=== Work instructions ===
Only the lines from the start of the entries up to and including the line with "locate bushy tree" should be written out, exactly as they stand.

=== Data ===
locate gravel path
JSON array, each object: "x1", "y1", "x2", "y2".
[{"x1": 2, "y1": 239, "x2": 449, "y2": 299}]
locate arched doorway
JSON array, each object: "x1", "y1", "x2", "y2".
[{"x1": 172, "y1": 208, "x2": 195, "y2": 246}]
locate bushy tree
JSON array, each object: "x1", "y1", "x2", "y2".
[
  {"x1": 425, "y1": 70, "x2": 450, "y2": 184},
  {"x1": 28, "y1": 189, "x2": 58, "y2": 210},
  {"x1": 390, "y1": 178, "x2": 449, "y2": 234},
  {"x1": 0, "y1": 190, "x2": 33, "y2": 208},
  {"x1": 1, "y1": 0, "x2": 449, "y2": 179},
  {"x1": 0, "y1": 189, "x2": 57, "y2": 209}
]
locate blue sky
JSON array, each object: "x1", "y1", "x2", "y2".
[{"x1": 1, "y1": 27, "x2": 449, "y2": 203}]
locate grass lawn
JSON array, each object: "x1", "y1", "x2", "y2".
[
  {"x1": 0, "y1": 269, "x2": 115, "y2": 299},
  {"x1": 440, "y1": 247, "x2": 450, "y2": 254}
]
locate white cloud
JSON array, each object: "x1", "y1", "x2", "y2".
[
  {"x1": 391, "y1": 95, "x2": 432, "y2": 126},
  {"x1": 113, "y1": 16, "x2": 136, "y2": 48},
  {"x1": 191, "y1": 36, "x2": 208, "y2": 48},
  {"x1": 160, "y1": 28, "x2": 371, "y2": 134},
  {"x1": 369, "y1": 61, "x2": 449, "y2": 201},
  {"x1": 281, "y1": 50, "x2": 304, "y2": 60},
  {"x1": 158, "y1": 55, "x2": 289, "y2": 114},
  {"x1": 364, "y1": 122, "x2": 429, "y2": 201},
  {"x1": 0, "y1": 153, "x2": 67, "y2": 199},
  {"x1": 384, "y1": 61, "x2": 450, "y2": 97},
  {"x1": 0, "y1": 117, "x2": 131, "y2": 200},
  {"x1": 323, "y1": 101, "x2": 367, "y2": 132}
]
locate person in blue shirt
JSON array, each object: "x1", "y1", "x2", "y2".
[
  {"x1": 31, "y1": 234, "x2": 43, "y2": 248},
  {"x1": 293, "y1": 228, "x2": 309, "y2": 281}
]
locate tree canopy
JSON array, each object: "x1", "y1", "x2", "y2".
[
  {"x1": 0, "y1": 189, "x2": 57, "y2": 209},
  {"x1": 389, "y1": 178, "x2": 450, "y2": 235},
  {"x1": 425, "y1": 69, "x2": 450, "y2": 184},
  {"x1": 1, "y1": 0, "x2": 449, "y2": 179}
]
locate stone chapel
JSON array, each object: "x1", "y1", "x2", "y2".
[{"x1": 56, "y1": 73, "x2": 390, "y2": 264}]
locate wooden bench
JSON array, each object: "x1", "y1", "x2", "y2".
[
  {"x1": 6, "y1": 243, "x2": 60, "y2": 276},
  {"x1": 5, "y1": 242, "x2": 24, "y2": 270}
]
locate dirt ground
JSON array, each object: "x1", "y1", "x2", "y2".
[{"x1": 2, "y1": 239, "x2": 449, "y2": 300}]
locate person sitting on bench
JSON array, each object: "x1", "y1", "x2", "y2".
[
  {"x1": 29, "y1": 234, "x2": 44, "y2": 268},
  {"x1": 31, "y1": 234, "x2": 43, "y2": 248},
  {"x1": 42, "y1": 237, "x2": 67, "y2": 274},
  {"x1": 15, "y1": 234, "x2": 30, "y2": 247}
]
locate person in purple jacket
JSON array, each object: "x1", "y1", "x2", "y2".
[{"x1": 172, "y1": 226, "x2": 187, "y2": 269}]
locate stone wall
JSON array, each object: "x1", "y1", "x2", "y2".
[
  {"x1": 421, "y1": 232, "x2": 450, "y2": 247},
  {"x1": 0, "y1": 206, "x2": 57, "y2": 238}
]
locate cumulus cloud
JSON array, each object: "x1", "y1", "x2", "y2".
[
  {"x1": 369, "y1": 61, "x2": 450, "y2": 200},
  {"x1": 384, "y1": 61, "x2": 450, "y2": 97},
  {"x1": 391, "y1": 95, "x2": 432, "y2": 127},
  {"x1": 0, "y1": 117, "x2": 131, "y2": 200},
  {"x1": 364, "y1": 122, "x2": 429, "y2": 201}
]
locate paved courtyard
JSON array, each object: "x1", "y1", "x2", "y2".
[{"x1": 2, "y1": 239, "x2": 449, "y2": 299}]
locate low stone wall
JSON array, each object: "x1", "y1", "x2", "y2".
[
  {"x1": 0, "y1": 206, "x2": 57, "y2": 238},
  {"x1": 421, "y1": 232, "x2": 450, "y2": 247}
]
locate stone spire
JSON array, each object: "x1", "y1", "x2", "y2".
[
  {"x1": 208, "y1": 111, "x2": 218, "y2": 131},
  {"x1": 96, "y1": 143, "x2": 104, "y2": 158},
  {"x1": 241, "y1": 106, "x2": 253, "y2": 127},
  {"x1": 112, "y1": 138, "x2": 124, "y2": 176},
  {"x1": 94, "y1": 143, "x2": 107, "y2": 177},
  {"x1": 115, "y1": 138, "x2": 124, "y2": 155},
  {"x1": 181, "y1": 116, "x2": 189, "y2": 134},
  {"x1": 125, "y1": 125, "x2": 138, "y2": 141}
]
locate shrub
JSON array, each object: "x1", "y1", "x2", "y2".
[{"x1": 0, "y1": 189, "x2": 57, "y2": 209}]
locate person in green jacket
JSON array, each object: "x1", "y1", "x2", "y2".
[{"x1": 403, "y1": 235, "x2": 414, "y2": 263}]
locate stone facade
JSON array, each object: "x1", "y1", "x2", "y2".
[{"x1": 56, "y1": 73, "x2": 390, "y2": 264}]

=== The completed task ===
locate gravel path
JSON array, each object: "x1", "y1", "x2", "y2".
[{"x1": 2, "y1": 239, "x2": 449, "y2": 299}]
locate arched doorway
JSON array, each object: "x1", "y1", "x2", "y2".
[{"x1": 172, "y1": 208, "x2": 195, "y2": 246}]
locate bushy tree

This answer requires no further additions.